* Start PAGE TEXT *
The Situation: The Tigers have struggled to find production at shortstop since Jose Iglesias went down with stress fractures in his lower leg, and this move is the next step in a continuing process to correct that problem. The club’s offensive production from shortstop has included a .167/.219/.233 line from the sinced-release Alex Gonzalez, a .167/.217/.190 line from the now-DFA’d Danny Worth, and a .200/.252/.252 line from the soon-to-be-backup Andrew Romine. Take a look at those numbers again and you will quickly understand why the Tigers decided to call-up BP’s no. 9 Tigers prospect.
Background: After moving Suarez around the diamond, including at least 20 games at shortstop, third base, second base, and the outfield in order to get him at-bats, the Tigers finally got Suarez settled in as an everyday shortstop in 2011 as he split time between the GCL and NYPL. In his full-season debut with West Michigan in 2012, Suarez hit an impressive .288/.380/.409 in 135 games while flashing an above-average glove. In 2013 Suarez hit .311 in just 25 games at High-A before promoting him to Double-A, where he hit just .253 with a solid approach and surprising pop. He returned to Erie to start the 2014 season and hit .284 with six bombs in 42 games before recently being promoted to Triple-A.
Scouting Report: Given the completely inept offensive performance of the Tigers early-season shortstop triumvirate, Suarez would be hard pressed to perform at a worse level, even if he isn’t fully ready for prime time.
Defensively, Suarez can generally match the production the club has been getting from the position so far this season. He has solid instincts in the field, and offers a quick first step that allows him to have above-average range to both sides. He tends to exhibit more range on balls up the middle but gets to plenty in the hole as well. Suarez has the hands to stick in the middle of the infield, and shows some ability to make the spectacular play, despite struggling with his footwork on routine plays at times. In my observation, the game still moves extremely fast for Suarez, preventing him from becoming a consistent defender.
Suarez’s arm fits on the left side with above-average to plus raw strength and an ability to make throws on the run and from a variety of angles. All told, Suarez can develop into an above-average defender in the majors, though he might not settle into that type of production for some time.
At the plate, Suarez offers some potential, but lacks the tools to be an impact offensive talent. Suarez has improved his ability to recognize pitches and work counts, but he still has a tendency to swing too often and chase pitches out of the zone. When he stays within himself, he has above-average bat speed and good plate coverage that allows him to spray line drives to all fields. At his worst, Suarez gets pull happy and over-aggressive.
* End PAGE TEXT *
* Start DATASET EXTRACT *
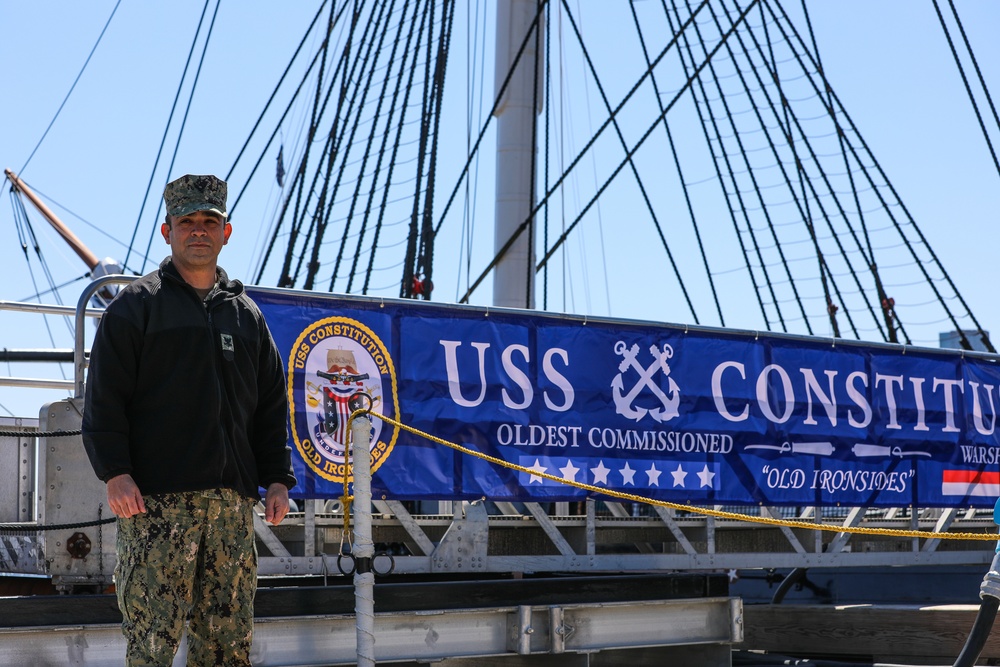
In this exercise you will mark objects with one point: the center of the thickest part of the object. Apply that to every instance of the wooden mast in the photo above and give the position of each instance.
(89, 258)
* End DATASET EXTRACT *
• **GOAL OF THE EXERCISE**
Could you extend the scouting report on Tigers shortstop prospect Suarez, picking up right after its last sentence?

• **TASK RESULT**
His power will play below average in game situations, and he is unlikely to pick up more than six to eight home runs a year at the big-league level. He should add 20-25 doubles with a full season of at-bats, but his offensive approach will always be more contact/OBP driven than power driven.
Suarez can run at an above-average clip once underway, but he more frequently shows average times down the line. His instincts on the bases are generally good, but he is still learning how to read pitchers and get good jumps. Once fully developed, Suarez has the potential to steal 15-20 bases a year.
At the end of the day, Suarez’s ceiling rests in the solid regular range, but if the tools don’t completely come together, he could slide into more of a second-division type. At worst, Suarez should be a very good utility option capable of playing all over the field but spending most of his time at shortstop and second base.
Immediate Big-League Future: The Tigers have never been afraid to thrust their top prospects into full-time roles and Suarez should be no different. After an initial learning curve, he should be expected to get the bulk of the time at shortstop, and even if he struggles to handle major-league pitching he won’t be worse than his 2014 predecessors. Suarez should get plenty of leash throughout the remainder of this season, particularly if his defense compares favorably to Andrew Romine’s. —Mark Anderson
Fantasy impact: Well, Suarez is a better fantasy option than Andrew Romine was. That's about as high as I'm willing to go when it comes to praising Suarez for fantasy purposes. He's more of a "tough out" than a "good hitter" despite his attractive MiLB stat line this season and the decent averages he's put up at many levels. There's no real power or speed here either, and while Suarez will take a walk from time to time, he still won't be on base often enough to make a real impact in runs.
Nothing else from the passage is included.